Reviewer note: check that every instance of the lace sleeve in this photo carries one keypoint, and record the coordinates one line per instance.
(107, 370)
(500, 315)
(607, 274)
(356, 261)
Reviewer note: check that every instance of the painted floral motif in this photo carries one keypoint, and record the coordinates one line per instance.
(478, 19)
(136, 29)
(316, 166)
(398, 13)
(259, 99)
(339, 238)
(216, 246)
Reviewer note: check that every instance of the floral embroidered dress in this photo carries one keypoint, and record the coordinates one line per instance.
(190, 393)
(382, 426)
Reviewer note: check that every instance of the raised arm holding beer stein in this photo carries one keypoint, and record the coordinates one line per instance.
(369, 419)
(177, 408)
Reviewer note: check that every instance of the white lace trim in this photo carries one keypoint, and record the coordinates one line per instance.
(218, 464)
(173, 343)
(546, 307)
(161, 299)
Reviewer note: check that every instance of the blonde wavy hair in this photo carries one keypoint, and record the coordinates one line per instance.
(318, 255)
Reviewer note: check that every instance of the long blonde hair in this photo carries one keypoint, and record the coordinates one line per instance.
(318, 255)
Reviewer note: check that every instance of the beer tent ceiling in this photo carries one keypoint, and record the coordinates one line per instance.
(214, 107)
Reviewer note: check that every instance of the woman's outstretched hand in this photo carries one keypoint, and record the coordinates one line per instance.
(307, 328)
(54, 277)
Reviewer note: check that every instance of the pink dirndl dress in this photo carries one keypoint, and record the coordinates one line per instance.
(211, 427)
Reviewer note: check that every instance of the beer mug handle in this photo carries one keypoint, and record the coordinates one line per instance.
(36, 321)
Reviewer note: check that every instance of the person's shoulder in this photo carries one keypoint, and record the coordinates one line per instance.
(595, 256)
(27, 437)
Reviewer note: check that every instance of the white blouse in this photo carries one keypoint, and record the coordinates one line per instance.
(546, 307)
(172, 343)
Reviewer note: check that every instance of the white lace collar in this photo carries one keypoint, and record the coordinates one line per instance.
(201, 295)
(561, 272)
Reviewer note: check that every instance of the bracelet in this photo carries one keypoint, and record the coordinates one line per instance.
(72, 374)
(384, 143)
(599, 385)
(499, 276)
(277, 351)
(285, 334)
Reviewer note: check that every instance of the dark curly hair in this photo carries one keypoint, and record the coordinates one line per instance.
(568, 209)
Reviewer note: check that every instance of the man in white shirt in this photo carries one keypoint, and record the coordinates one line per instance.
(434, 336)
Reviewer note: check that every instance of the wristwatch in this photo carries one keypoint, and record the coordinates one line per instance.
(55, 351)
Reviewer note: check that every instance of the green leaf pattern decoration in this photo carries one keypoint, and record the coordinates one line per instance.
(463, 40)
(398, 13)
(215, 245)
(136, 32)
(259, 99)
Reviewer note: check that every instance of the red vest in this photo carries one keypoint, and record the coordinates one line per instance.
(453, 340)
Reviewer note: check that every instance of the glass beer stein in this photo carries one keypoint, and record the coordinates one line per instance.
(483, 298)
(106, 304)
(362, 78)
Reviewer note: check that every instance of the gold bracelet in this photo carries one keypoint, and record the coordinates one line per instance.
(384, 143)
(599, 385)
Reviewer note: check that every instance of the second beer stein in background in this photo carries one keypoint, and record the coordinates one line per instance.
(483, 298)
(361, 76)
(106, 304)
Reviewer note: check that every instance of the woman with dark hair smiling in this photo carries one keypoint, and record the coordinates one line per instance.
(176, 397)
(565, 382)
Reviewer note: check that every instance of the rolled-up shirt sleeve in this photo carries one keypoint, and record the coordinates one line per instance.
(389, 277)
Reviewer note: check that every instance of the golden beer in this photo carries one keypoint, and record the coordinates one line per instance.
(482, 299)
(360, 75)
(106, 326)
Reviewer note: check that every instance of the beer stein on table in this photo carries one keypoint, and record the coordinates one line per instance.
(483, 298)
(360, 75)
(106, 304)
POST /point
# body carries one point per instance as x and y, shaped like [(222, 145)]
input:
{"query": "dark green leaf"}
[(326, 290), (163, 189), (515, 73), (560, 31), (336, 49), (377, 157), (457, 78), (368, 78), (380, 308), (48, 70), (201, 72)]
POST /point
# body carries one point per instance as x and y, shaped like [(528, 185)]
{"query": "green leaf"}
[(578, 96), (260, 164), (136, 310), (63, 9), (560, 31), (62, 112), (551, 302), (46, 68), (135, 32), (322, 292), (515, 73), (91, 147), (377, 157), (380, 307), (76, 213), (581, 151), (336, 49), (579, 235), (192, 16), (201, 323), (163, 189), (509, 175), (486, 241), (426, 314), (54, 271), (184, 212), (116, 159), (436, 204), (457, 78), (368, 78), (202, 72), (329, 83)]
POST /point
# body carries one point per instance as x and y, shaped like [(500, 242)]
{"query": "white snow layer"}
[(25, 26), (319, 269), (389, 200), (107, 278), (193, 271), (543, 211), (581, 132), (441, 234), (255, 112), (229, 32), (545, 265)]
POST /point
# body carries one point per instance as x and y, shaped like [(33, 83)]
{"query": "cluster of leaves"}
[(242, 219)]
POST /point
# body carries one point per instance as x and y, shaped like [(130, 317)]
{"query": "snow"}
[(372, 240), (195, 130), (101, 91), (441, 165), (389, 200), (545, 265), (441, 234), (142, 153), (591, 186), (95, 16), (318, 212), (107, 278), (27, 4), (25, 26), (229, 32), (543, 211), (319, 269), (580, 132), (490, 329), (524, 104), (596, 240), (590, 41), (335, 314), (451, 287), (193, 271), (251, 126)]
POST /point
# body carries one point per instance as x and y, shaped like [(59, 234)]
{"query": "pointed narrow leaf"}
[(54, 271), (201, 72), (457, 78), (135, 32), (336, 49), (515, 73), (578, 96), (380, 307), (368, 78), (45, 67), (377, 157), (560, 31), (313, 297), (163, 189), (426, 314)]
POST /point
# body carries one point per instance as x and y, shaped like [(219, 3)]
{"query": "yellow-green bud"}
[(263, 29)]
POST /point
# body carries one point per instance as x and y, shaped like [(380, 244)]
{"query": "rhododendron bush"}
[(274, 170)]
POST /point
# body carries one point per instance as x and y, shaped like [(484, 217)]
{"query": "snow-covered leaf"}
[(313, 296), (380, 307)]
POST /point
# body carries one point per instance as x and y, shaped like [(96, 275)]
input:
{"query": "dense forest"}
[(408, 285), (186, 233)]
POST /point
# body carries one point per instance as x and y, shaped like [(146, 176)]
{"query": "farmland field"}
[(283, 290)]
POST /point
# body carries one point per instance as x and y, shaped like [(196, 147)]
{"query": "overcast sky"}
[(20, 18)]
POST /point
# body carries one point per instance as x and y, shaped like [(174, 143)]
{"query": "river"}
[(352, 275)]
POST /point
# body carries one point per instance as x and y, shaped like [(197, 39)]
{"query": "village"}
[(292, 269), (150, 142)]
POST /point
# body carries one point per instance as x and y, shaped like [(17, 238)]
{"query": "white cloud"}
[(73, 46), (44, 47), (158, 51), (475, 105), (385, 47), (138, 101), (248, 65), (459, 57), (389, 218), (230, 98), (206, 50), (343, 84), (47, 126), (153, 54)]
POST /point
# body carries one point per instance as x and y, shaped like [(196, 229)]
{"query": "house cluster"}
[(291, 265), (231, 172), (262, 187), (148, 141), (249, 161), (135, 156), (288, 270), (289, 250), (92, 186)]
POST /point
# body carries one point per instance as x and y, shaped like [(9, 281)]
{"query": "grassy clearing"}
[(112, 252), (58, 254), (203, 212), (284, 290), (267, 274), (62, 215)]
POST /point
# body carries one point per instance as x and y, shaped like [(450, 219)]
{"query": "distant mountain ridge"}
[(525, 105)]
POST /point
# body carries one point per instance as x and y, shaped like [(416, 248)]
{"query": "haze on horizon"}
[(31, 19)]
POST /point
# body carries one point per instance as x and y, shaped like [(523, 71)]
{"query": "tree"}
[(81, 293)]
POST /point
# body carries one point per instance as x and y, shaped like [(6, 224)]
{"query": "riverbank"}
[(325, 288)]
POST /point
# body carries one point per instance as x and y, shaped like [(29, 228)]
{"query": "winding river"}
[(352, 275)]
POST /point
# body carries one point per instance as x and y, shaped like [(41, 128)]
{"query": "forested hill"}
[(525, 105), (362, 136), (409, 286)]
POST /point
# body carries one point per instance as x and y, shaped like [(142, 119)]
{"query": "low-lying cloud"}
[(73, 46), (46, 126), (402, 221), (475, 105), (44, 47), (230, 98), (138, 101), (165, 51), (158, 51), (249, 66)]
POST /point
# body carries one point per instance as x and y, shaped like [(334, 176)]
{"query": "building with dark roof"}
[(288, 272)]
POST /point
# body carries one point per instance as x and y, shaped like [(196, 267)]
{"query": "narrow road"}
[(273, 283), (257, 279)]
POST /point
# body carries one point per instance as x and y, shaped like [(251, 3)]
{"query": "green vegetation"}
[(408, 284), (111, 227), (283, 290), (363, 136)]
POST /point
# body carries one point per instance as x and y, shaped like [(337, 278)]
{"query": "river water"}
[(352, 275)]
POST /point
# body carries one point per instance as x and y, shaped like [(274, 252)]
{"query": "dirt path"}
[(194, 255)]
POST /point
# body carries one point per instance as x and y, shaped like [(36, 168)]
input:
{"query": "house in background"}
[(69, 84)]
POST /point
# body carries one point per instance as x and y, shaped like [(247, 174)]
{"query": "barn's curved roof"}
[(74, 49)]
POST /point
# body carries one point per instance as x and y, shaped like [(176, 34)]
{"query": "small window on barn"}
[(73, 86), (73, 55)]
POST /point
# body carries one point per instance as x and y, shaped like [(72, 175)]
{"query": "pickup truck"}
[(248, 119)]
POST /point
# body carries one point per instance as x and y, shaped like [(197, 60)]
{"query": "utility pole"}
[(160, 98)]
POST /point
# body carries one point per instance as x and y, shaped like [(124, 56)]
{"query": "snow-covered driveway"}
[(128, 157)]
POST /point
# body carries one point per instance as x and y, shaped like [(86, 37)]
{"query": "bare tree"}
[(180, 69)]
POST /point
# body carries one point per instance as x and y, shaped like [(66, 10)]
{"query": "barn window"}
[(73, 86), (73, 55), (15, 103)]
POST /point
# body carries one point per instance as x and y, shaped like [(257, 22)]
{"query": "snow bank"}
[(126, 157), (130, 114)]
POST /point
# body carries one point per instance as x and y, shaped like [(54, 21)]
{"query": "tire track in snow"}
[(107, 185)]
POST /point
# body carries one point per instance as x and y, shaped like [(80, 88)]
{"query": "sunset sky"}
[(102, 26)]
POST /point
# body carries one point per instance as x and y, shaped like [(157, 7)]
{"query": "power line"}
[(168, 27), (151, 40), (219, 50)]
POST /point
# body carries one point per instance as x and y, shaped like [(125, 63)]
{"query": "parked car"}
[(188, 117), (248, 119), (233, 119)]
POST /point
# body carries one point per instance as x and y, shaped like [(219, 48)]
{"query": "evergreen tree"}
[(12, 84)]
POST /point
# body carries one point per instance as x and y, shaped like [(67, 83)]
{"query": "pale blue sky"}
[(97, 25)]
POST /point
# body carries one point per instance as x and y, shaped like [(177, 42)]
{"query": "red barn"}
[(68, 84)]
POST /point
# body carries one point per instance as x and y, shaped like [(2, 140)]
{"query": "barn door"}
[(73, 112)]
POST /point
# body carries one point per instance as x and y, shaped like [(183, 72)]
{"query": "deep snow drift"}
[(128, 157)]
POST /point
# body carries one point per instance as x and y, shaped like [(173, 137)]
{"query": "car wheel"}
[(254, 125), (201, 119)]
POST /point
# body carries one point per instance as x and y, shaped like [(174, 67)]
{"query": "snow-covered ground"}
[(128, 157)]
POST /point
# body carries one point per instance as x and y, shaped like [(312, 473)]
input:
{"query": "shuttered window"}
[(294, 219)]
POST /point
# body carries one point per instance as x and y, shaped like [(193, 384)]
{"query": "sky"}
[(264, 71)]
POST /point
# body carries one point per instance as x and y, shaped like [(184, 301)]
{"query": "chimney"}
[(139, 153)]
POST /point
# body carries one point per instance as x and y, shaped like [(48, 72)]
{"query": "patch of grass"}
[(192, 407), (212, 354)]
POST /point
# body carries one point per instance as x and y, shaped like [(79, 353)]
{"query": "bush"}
_____
Render the records, from the line with "Reviewer note: check that every instance of the woman with" up to and including the line with "70), (201, 72)]", as a Markdown table with the columns Number and Record Line. Give each line its own numbered row and leave out any blank lines.

| Number | Record Line |
|---|---|
| 1 | Reviewer note: check that every instance of the woman with dark hair smiling in this photo carries one keypoint, and record the coordinates one line per instance. |
| 2 | (176, 397) |
| 3 | (565, 382) |
| 4 | Reviewer note: check that every instance of the rolled-up shirt sleeve in this photo carries one keypoint, and record the coordinates one line per instance. |
| 5 | (389, 277) |
| 6 | Reviewer note: check that every instance of the golden beer in this photo carries one keypoint, and record the coordinates one line per instance. |
| 7 | (482, 299) |
| 8 | (360, 75) |
| 9 | (106, 326) |
| 10 | Reviewer note: check that every instance of the beer stein on table in this photo carries one keypoint, and record the coordinates one line per instance. |
| 11 | (483, 298) |
| 12 | (360, 75) |
| 13 | (106, 304) |
| 14 | POST /point |
| 15 | # body carries one point per instance as x and y, shaped like [(222, 145)] |
| 16 | input: |
| 17 | {"query": "dark green leaf"} |
| 18 | [(326, 290), (163, 189), (515, 73), (560, 31), (336, 49), (377, 157), (457, 78), (368, 78), (380, 308), (48, 70), (201, 72)] |